## SHORT EXERCISE
Copy each row below word for word, leaving the pictures out.
— Start —
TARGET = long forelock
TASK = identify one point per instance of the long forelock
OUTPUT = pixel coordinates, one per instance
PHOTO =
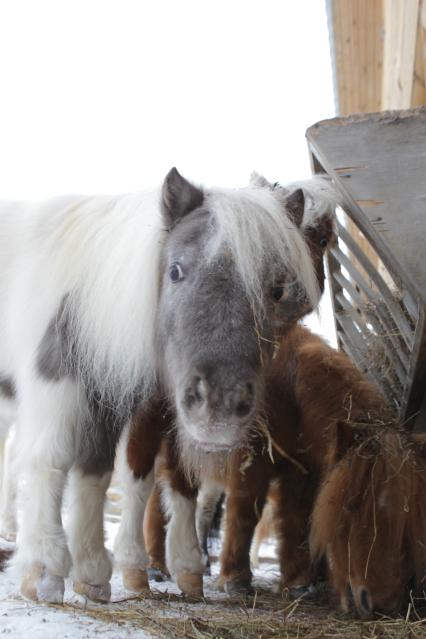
(254, 226)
— End —
## ANSWER FOR THE TASK
TARGET = long forelock
TASK = identify one point per instance of the long forelock
OUTPUT = pixel coordinates, one per instance
PHOTO =
(254, 226)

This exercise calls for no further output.